-- start Records for the task --

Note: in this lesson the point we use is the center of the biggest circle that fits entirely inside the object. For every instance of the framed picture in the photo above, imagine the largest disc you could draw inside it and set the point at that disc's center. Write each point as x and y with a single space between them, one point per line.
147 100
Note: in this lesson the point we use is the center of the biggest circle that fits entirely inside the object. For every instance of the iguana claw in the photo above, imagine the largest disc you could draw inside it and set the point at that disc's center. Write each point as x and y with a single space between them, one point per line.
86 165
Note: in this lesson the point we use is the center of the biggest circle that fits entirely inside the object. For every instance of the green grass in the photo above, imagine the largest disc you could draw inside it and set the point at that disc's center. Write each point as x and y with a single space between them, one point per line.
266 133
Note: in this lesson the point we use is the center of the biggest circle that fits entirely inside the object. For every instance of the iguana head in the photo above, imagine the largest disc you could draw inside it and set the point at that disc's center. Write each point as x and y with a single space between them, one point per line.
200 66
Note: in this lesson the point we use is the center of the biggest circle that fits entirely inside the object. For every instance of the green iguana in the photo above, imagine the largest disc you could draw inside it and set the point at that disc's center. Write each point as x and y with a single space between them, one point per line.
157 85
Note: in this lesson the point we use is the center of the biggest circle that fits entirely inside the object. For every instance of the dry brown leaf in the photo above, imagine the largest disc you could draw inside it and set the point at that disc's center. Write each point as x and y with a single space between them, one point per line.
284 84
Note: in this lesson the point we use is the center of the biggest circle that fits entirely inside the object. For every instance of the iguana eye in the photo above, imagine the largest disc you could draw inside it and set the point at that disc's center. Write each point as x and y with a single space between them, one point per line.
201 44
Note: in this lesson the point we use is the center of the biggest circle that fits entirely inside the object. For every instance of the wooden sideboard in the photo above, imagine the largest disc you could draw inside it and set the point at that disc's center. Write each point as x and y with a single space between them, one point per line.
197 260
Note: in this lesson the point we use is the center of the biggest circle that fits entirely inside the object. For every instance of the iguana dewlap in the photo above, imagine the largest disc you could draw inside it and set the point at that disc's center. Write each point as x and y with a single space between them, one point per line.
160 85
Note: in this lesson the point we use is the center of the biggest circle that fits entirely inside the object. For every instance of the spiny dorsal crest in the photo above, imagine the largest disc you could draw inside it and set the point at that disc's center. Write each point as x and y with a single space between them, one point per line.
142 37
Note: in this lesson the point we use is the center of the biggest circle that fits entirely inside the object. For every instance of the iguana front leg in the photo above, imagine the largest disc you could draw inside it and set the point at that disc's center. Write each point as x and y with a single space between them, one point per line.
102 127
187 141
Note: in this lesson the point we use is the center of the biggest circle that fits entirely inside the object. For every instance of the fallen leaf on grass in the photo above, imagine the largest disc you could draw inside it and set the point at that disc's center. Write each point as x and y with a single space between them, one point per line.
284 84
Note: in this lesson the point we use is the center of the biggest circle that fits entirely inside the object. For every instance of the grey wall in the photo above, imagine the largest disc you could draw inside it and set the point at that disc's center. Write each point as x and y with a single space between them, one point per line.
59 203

-- end Records for the task --
-- start Records for the task --

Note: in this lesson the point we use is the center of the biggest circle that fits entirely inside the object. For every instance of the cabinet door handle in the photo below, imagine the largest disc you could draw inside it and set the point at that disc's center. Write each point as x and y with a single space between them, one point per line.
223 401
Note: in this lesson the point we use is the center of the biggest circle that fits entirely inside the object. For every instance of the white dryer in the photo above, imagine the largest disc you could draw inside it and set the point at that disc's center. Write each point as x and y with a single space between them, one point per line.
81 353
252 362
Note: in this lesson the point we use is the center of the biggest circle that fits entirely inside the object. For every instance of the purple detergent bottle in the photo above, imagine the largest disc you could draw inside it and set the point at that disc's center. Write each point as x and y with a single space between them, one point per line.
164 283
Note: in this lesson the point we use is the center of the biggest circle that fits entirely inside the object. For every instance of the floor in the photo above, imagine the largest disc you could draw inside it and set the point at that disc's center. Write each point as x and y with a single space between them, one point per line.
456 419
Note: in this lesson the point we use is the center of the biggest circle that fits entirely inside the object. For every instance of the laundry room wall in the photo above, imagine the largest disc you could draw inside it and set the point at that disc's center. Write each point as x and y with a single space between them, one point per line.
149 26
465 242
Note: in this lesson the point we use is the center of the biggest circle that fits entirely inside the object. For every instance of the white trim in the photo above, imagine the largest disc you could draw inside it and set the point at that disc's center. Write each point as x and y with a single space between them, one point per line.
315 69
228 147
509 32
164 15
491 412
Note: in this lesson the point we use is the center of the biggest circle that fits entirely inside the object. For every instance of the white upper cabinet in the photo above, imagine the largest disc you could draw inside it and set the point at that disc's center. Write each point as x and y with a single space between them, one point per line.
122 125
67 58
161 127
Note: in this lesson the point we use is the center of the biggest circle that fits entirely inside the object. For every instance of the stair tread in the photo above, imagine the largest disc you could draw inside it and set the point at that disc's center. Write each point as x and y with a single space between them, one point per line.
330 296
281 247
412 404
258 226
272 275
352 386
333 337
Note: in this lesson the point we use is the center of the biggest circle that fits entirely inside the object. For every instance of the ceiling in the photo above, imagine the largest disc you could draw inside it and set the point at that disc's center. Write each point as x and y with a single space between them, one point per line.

-- end Records for the task --
-- start Records for the task --

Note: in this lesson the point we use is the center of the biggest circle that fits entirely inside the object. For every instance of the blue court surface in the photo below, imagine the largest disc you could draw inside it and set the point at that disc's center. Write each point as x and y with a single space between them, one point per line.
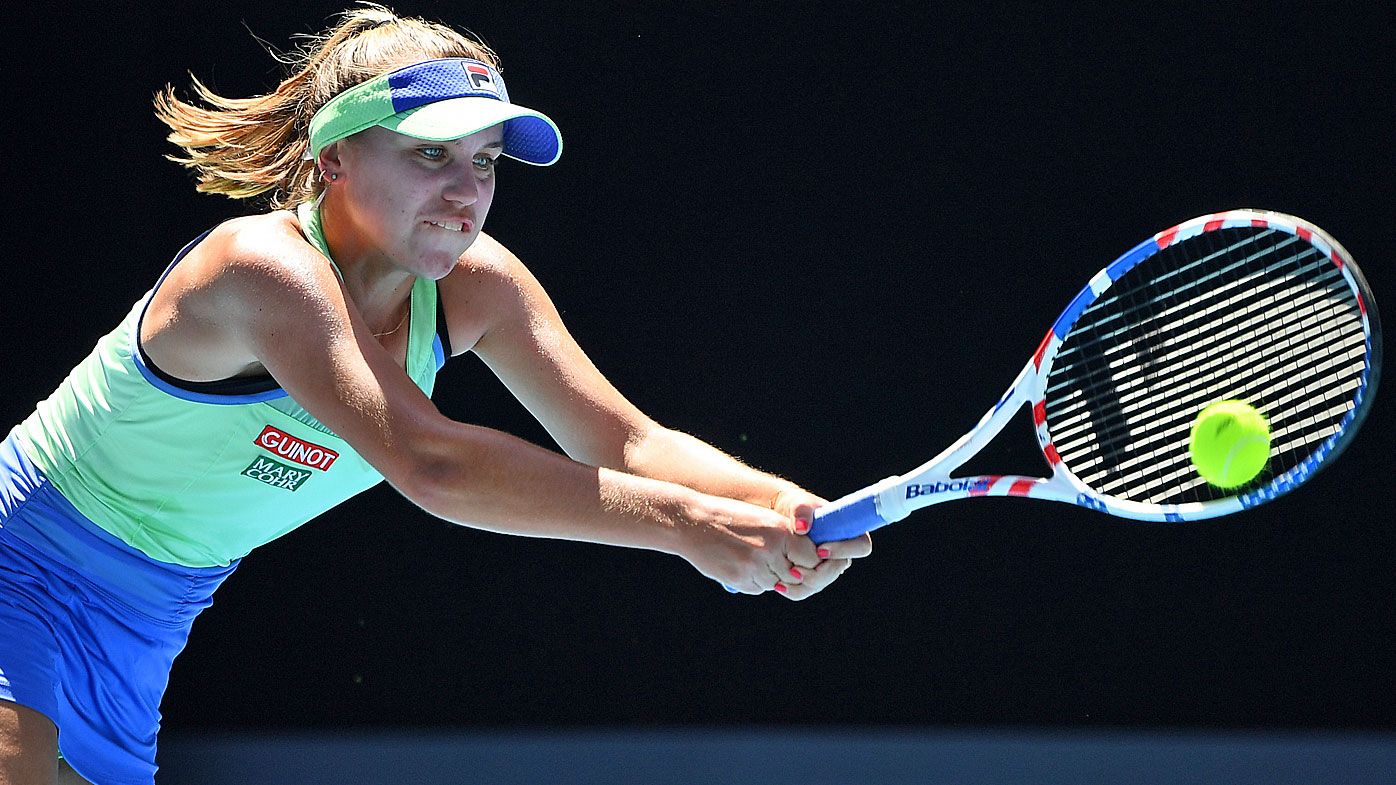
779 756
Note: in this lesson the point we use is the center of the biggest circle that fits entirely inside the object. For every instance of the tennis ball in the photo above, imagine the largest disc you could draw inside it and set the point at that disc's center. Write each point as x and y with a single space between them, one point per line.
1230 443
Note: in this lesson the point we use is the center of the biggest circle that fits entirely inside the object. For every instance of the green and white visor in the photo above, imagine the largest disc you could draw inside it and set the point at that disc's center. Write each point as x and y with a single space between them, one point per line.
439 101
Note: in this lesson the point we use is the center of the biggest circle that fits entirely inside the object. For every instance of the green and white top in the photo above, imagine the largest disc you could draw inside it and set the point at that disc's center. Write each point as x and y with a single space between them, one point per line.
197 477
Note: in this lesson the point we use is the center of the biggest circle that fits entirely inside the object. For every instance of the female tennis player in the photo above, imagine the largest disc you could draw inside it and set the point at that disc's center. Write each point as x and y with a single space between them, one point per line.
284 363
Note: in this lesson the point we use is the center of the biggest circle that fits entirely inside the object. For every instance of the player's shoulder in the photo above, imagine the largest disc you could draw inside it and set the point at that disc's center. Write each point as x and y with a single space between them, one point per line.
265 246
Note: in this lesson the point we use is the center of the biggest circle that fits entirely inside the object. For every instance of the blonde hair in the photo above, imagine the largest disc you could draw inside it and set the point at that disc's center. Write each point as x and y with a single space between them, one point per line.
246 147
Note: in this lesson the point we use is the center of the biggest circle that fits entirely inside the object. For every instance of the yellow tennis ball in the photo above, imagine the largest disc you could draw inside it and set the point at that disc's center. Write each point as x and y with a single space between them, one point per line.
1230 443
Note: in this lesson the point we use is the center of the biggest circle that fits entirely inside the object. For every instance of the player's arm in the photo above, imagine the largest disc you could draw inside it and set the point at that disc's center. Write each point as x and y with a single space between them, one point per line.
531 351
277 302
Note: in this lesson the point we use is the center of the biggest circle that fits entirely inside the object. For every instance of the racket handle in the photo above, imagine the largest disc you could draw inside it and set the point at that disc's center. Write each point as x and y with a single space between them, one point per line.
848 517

-- end Records for the task --

Written instruction: Locate every line in the listing above that contains the string "green" and copy each of those lines in full.

Written response:
Note: in this lesson the point we use is the center of the biggest circle that fits entirely inside the object. For every instance of the green grass in the photo above, imagine the largest disc you could draw inside it and set the point at that disc's center. Write each point as x and y with a single space between them, one point per line.
Note: in this lesson the point we use is the center of the biggest circle that fits entirely inside the object. For every instance of the green iguana in the photo above, imagine the largest disc you could draw inside it and set the point at that disc's center. Write each point as x and y with a single space between them, one point per line.
Note: in this lesson the point we use is the center of the biggest circle that fits entirely inside the object. For every instance of the green and white visor in the photo above, imagine the largest disc you could draw inside it and set the point at that disc's center. Write each point as x and y with a single space between them, one point per line.
Note: in this lesson the point we use is the center of the biggest circle that fits entirely inside the object. For every instance of the green and white top in the photo above, imagine the largest disc you could draw inside it and set the point at that disc's center. Write each point as x and y with a single space between them, one point per line.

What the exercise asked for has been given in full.